=== Dataset ===

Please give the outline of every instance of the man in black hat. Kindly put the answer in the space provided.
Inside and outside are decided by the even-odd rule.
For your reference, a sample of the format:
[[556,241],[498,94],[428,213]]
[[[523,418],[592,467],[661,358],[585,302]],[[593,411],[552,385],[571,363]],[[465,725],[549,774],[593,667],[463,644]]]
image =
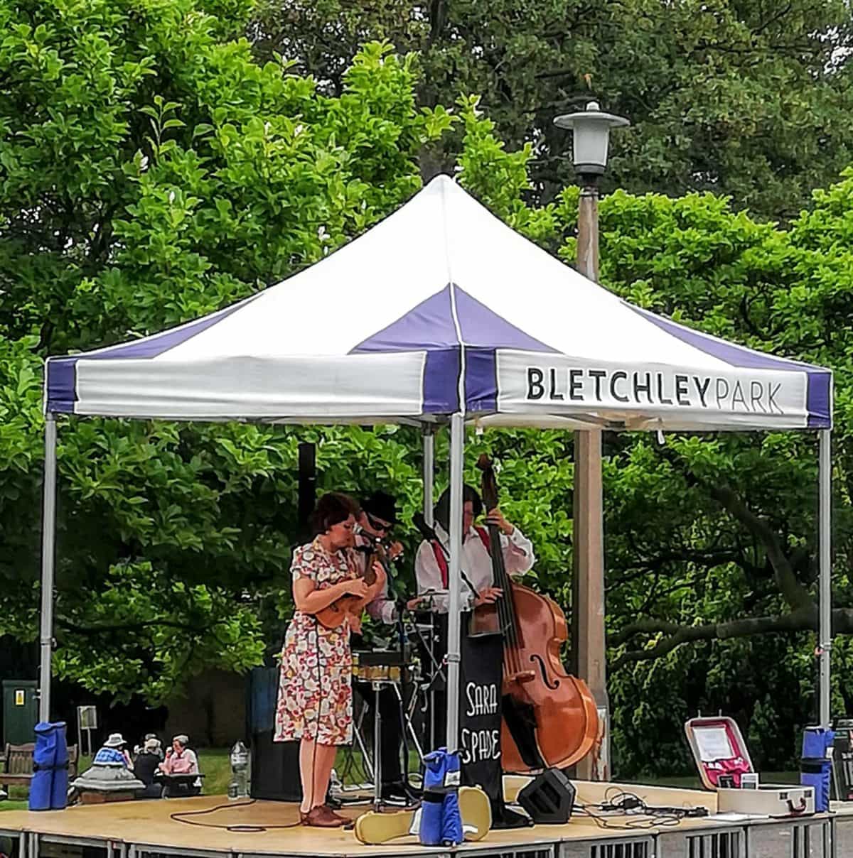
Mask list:
[[[356,536],[356,546],[369,562],[370,555],[378,542],[382,543],[385,564],[388,567],[403,553],[399,541],[390,541],[391,532],[397,523],[397,501],[387,492],[374,492],[362,501],[362,511],[357,519],[360,533]],[[393,597],[393,575],[389,571],[388,583],[382,593],[367,606],[367,612],[379,623],[393,625],[399,619],[399,608]],[[353,642],[356,644],[356,642]],[[370,717],[376,695],[369,682],[355,682],[353,687],[367,704]],[[399,698],[391,686],[383,686],[379,692],[379,715],[382,722],[381,758],[382,798],[409,804],[417,801],[417,793],[409,786],[401,764],[401,749],[405,750],[403,735],[405,725]]]

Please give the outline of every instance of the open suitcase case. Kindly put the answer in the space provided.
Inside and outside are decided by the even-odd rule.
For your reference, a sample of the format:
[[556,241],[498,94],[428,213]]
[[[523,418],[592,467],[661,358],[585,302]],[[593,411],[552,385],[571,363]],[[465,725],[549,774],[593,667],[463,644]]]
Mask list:
[[721,813],[805,816],[814,813],[814,788],[758,782],[758,776],[732,718],[692,718],[685,733],[706,789],[715,789]]

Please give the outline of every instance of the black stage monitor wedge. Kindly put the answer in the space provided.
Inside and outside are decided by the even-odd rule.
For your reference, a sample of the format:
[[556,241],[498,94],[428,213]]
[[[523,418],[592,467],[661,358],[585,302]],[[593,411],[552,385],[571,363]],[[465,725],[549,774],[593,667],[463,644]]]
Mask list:
[[278,668],[254,668],[249,674],[247,732],[252,747],[253,799],[301,801],[299,742],[277,742],[276,703],[278,698]]
[[545,769],[518,794],[518,803],[536,824],[562,825],[571,818],[575,787],[559,769]]

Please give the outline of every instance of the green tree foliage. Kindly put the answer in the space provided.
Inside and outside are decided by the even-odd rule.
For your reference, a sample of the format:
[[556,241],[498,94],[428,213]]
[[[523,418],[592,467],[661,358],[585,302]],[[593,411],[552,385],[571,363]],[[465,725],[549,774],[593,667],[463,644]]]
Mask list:
[[[0,633],[36,634],[46,354],[193,318],[322,258],[413,192],[424,147],[450,137],[472,192],[573,257],[576,191],[530,204],[537,143],[505,147],[476,100],[454,113],[418,107],[413,60],[386,45],[361,51],[331,93],[286,61],[259,64],[234,37],[246,11],[0,0]],[[851,194],[845,177],[786,229],[710,195],[618,192],[601,206],[610,288],[836,369],[842,632],[853,625]],[[321,490],[396,491],[405,520],[419,508],[411,429],[64,420],[59,675],[159,701],[189,674],[245,669],[274,649],[290,610],[301,439],[318,444]],[[446,444],[442,433],[440,462]],[[503,505],[536,545],[533,578],[566,605],[571,438],[489,432],[471,444],[472,464],[480,450],[503,463]],[[681,721],[720,707],[749,727],[766,765],[783,764],[812,710],[813,437],[671,436],[661,446],[608,435],[606,445],[620,770],[685,764]],[[411,557],[417,537],[403,536]],[[850,640],[835,650],[841,674]],[[838,710],[853,704],[841,683],[834,693]]]
[[[260,54],[279,51],[332,92],[366,39],[421,51],[421,103],[480,94],[503,139],[534,144],[545,199],[574,180],[551,120],[594,95],[633,122],[613,141],[609,187],[711,190],[787,219],[850,160],[842,0],[259,0],[255,17]],[[448,138],[425,171],[457,151]]]

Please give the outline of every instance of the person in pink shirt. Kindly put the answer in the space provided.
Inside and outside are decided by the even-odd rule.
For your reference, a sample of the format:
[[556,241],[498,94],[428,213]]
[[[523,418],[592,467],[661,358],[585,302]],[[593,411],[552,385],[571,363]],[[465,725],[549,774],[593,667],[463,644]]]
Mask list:
[[175,736],[172,747],[166,752],[166,759],[160,764],[160,770],[167,775],[198,775],[198,758],[196,752],[186,746],[190,740],[185,735]]

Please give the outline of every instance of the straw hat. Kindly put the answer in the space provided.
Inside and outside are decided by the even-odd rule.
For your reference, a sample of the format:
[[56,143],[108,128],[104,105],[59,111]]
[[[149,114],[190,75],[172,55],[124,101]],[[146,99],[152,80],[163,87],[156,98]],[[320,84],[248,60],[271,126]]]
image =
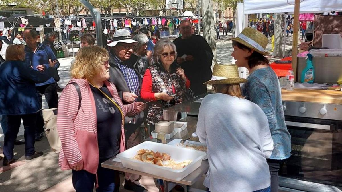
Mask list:
[[234,84],[244,83],[246,79],[239,77],[237,67],[235,65],[214,66],[211,80],[203,84]]
[[268,43],[268,38],[256,29],[246,27],[237,37],[229,40],[238,42],[264,55],[269,54],[265,51]]
[[113,36],[113,39],[107,45],[110,47],[115,47],[119,42],[134,43],[135,45],[138,44],[138,42],[133,40],[131,37],[131,33],[128,30],[124,29],[115,31],[115,32]]

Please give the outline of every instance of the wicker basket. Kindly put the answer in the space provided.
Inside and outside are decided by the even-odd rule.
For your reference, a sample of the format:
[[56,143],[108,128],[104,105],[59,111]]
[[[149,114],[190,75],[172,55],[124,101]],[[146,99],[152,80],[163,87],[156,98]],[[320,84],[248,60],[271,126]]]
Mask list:
[[301,42],[300,45],[299,46],[299,49],[307,51],[307,48],[309,47],[310,44],[310,42],[302,41]]

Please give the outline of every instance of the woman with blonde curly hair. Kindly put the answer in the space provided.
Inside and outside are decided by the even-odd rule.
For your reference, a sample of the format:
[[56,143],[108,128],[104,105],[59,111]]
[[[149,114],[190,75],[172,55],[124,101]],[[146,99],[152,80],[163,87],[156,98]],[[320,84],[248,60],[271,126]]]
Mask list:
[[81,48],[58,104],[59,165],[62,170],[71,169],[76,191],[92,192],[94,183],[98,192],[118,190],[118,173],[101,163],[125,150],[125,116],[145,108],[141,102],[122,104],[115,86],[107,80],[108,59],[103,48]]

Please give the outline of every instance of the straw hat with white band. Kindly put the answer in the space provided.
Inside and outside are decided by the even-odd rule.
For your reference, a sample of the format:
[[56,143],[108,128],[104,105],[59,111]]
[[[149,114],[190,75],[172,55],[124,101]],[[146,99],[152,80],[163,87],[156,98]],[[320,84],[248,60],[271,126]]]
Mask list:
[[246,27],[237,37],[229,40],[238,42],[264,55],[269,54],[265,50],[268,43],[268,38],[256,29]]
[[203,84],[235,84],[246,81],[246,79],[239,77],[237,67],[235,65],[220,65],[214,66],[211,80]]
[[109,43],[107,44],[107,45],[110,47],[115,47],[119,42],[126,43],[134,43],[135,45],[138,44],[137,41],[132,39],[131,37],[131,33],[128,30],[124,29],[118,29],[115,31],[112,40]]

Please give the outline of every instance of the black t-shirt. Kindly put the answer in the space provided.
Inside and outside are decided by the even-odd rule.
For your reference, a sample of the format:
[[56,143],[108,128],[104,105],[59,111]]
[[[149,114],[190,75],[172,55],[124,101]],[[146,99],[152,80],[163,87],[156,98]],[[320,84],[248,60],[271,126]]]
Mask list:
[[[122,116],[118,108],[107,97],[96,87],[91,85],[90,88],[96,108],[100,159],[109,158],[117,155],[120,151]],[[100,89],[112,97],[105,85]],[[113,98],[112,99],[115,101]]]
[[194,60],[186,61],[179,65],[184,69],[185,75],[191,84],[202,84],[211,78],[211,66],[214,55],[209,44],[201,36],[193,35],[189,39],[180,37],[173,41],[177,48],[177,57],[184,54],[192,55]]

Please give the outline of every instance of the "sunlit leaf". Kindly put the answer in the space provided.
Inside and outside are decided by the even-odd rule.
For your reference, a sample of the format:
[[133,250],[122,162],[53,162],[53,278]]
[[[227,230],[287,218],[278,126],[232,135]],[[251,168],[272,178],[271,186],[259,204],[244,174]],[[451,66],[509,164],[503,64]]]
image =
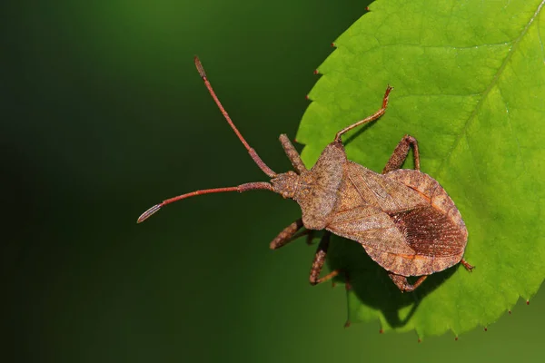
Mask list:
[[[545,273],[545,1],[380,0],[334,43],[297,140],[312,165],[337,131],[349,159],[380,172],[401,137],[417,138],[422,172],[453,199],[470,233],[472,273],[451,268],[401,294],[356,242],[330,263],[350,273],[349,320],[420,337],[487,326]],[[407,162],[404,167],[411,167]]]

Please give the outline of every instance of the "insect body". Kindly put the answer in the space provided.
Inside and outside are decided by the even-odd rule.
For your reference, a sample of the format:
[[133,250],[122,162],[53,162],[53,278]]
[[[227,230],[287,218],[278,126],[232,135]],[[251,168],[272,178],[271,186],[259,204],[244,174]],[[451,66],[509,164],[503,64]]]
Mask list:
[[[342,136],[350,130],[380,118],[388,105],[388,86],[382,105],[372,115],[335,135],[314,164],[308,170],[285,134],[280,142],[294,172],[277,174],[250,147],[233,123],[213,92],[201,62],[195,65],[220,111],[237,134],[255,163],[271,177],[271,182],[249,182],[236,187],[196,191],[164,201],[138,219],[144,221],[159,209],[188,197],[213,192],[269,190],[294,200],[302,216],[286,227],[272,242],[271,249],[314,230],[325,230],[311,269],[310,281],[315,285],[339,274],[334,270],[320,278],[331,234],[362,244],[365,251],[384,268],[401,291],[411,291],[428,275],[457,263],[471,270],[462,257],[468,232],[454,202],[431,176],[420,171],[417,141],[405,135],[395,148],[382,173],[376,173],[346,158]],[[415,170],[400,169],[412,147]],[[303,232],[297,233],[302,227]],[[414,283],[409,276],[421,276]]]

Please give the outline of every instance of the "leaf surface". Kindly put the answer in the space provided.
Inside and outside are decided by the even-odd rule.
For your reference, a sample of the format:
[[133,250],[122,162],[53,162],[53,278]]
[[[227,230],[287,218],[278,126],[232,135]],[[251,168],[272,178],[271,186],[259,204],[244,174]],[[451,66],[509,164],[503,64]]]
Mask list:
[[[419,141],[421,171],[449,192],[469,231],[460,266],[401,294],[357,243],[336,239],[330,265],[349,271],[351,322],[455,335],[488,326],[545,274],[545,10],[543,0],[379,0],[318,67],[297,140],[312,165],[336,132],[350,160],[381,172],[404,134]],[[410,157],[404,165],[411,168]]]

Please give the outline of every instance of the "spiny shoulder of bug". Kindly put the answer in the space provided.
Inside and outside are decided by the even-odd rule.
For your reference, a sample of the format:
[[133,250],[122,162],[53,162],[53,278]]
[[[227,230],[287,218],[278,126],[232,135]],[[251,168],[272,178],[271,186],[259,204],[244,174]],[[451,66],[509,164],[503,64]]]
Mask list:
[[342,142],[335,140],[322,152],[311,170],[303,171],[300,174],[289,171],[271,179],[272,191],[300,204],[309,197],[331,198],[331,194],[335,194],[341,184],[342,168],[346,161]]

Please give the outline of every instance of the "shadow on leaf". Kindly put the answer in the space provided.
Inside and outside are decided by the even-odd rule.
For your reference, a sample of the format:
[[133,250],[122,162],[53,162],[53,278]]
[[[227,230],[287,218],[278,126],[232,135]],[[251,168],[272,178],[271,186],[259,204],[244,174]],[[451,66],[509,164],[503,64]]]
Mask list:
[[[407,324],[418,309],[421,301],[449,279],[458,269],[457,266],[444,271],[430,275],[414,291],[401,293],[393,284],[387,271],[373,261],[361,244],[332,236],[328,252],[330,269],[341,269],[348,273],[354,299],[348,299],[348,318],[351,322],[362,321],[358,315],[358,304],[366,305],[382,312],[391,327],[402,327]],[[337,281],[344,282],[344,276]],[[414,282],[416,278],[410,278]],[[401,309],[411,307],[408,314],[401,316]]]

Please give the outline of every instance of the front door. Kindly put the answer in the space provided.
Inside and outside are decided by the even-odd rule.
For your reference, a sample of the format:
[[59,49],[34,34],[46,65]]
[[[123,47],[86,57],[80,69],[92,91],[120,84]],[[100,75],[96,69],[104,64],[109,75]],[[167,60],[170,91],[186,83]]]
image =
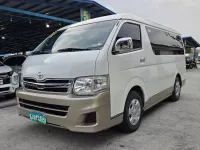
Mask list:
[[[141,26],[135,22],[123,21],[113,39],[112,52],[118,39],[131,38],[133,49],[120,53],[108,52],[110,93],[111,93],[111,117],[115,117],[124,110],[126,100],[125,89],[134,77],[138,77],[143,83],[148,75],[146,66],[147,54],[142,47]],[[125,96],[124,96],[125,95]]]

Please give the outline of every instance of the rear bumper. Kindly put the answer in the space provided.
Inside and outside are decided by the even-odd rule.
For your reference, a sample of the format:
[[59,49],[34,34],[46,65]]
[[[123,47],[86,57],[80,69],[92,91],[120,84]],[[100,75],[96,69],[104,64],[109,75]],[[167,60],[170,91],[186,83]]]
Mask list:
[[14,94],[19,85],[5,84],[0,85],[0,96]]
[[[47,117],[47,124],[67,128],[76,132],[99,132],[111,126],[120,124],[122,116],[115,119],[110,117],[110,92],[104,92],[96,96],[54,95],[33,93],[23,90],[17,91],[19,115],[29,118],[31,109],[20,106],[19,100],[48,103],[61,106],[69,106],[66,116],[57,116],[41,112]],[[38,112],[38,111],[37,111]],[[85,124],[85,118],[89,113],[96,113],[96,121],[93,124]]]

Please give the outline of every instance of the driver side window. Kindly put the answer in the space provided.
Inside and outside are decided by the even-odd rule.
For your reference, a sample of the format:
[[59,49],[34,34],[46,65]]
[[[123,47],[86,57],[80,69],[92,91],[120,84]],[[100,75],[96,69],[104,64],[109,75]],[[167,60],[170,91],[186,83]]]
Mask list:
[[127,38],[127,37],[132,38],[134,50],[142,48],[140,25],[132,23],[123,24],[117,35],[116,41],[121,38]]

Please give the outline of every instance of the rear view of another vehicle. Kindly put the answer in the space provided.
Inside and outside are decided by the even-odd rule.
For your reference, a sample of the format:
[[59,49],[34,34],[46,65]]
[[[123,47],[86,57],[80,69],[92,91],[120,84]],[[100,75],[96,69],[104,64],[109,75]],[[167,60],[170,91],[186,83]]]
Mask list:
[[19,87],[19,76],[13,70],[0,62],[0,96],[14,98]]
[[4,64],[11,67],[13,71],[19,75],[19,80],[20,80],[22,64],[24,63],[25,60],[26,60],[26,57],[24,55],[15,55],[15,56],[10,56],[6,58],[4,60]]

===

Task instructions
Rewrite everything from the line that contains "Please give the outline of every instance of the rear view" down to the last line above as a numbered list, leaving out any blank lines.

In response
1. Please give the outline of every instance of the rear view of another vehicle. Kindly put the answer in the space provided.
2. Inside and outside are decided by the even-odd rule.
3. For your reference, a sample of the format:
4. [[59,49],[34,34],[46,65]]
5. [[[123,47],[86,57],[80,69],[92,91],[120,84]],[[100,75],[96,69],[104,64],[109,75]],[[167,60],[170,91],[186,83]]]
6. Mask list:
7. [[19,87],[19,76],[13,70],[0,62],[0,96],[14,98]]
8. [[4,64],[11,67],[13,71],[19,75],[19,80],[20,80],[22,64],[24,63],[25,60],[26,60],[26,57],[24,55],[15,55],[15,56],[10,56],[6,58],[4,60]]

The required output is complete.